## Task instructions
Rewrite the blog post about the Fantasy Sports Girl below, starting with "And before we" and going on through "so we hear.", and change "loathe" to "dislike".

## Supplied passage
I had so much fun watching this year’s NFL draft in my midriff top and daisy dukes and brushing my streaked, blonde weave while mispronouncing the name of New Orleans. Oh wait, that wasn’t me. It was the Fantasy Sports Girl.
While we know it would be hypocritical for Reggie oglers like the Chicks in the Huddle to judge the folks behind fantasysportsgirl.com for using a sports blog to showcase their love for T&A, we can’t help but judge the folks from fantasysportsgirl.com who’ve decided to use a sports blog to showcase their love for T&A. The website sells sex about as subtly as Jenna Jameson.
Do these ladies know their sports? Well, we certainly know this one in the video can read a cue card. So that’s promising, right? Plus, she said “tight ends” and “holes” in the same sentence, so if nothing else her analysis is worth a good grade school chuckle. Throw in some camel toe and we just might have given this video a “thumbs up” on our “thumbs up” or “middle finger” rating system.
And before we run the risk of sounding like haters, let it be clear that we LOVE hot chicks who know sports. Just check out The Ladies, or Yankees Chick, or The Sports Diva, or the Gridiron Goddess or any number of female run sports blogs. What we loathe is when hot girls exploit themselves to make it in the sports media world instead of exploiting the hot schweaty athletes who have earned the honor of being stared at, admired, and jerked off to on a lonely Saturday night when your boyfriend’s out of town…or so we hear.

## Exercise data
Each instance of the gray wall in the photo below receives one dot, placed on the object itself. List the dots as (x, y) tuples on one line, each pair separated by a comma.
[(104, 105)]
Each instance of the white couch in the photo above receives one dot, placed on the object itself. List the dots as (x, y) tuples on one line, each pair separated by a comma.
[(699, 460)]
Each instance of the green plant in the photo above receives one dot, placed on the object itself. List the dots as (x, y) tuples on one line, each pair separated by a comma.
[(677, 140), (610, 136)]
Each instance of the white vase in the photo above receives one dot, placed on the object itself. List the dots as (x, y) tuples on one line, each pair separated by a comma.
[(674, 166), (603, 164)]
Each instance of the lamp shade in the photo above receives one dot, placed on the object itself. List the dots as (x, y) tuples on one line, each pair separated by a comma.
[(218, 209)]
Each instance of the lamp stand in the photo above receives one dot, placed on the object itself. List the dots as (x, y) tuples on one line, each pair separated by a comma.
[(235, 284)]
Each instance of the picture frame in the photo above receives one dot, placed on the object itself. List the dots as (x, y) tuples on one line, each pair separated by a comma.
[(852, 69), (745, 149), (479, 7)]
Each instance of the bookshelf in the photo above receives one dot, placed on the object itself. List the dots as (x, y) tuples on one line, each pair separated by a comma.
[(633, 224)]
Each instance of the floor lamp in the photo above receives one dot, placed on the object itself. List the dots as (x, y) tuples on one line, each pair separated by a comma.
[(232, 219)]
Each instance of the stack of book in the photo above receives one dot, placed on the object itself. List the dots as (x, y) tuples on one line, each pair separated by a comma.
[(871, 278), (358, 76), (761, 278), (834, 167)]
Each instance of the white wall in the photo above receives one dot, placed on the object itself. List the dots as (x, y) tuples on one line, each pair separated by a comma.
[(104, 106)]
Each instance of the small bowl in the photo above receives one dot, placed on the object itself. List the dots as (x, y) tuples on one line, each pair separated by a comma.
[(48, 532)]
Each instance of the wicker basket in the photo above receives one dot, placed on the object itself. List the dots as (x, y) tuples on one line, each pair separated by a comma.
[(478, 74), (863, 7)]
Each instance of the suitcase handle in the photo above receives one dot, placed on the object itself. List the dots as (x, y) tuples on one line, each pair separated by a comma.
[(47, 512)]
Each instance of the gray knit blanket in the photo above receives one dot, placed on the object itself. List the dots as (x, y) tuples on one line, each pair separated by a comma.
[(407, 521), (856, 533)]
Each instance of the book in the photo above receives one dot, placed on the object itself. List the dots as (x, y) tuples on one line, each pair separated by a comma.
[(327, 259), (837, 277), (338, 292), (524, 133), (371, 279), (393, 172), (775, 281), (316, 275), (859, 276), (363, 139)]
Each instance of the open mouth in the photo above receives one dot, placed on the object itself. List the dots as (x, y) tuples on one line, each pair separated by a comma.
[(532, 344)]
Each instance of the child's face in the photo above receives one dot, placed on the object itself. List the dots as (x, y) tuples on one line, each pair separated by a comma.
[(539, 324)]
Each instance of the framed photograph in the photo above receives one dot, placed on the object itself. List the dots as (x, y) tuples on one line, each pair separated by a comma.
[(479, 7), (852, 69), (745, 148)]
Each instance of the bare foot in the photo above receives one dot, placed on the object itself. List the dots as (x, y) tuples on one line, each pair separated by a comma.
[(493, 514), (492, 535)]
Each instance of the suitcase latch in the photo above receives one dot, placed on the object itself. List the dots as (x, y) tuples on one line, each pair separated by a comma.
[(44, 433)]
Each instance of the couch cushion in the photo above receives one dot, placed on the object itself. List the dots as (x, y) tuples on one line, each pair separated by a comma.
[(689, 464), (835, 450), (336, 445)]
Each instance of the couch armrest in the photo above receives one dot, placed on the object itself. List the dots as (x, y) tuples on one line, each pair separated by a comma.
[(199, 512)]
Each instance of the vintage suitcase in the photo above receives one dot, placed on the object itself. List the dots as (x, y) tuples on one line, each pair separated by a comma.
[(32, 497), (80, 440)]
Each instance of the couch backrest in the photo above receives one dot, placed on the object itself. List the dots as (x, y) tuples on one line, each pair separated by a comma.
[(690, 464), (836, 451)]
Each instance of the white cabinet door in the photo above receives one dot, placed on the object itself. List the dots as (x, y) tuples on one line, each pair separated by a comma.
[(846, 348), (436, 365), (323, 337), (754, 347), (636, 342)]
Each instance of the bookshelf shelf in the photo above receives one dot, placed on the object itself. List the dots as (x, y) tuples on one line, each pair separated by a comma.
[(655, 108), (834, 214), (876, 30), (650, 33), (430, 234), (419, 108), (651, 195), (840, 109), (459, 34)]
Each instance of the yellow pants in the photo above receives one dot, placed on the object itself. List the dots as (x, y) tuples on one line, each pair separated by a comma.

## Written solution
And before we run the risk of sounding like haters, let it be clear that we LOVE hot chicks who know sports. Just check out The Ladies, or Yankees Chick, or The Sports Diva, or the Gridiron Goddess or any number of female run sports blogs. What we dislike is when hot girls exploit themselves to make it in the sports media world instead of exploiting the hot schweaty athletes who have earned the honor of being stared at, admired, and jerked off to on a lonely Saturday night when your boyfriend’s out of town…or so we hear.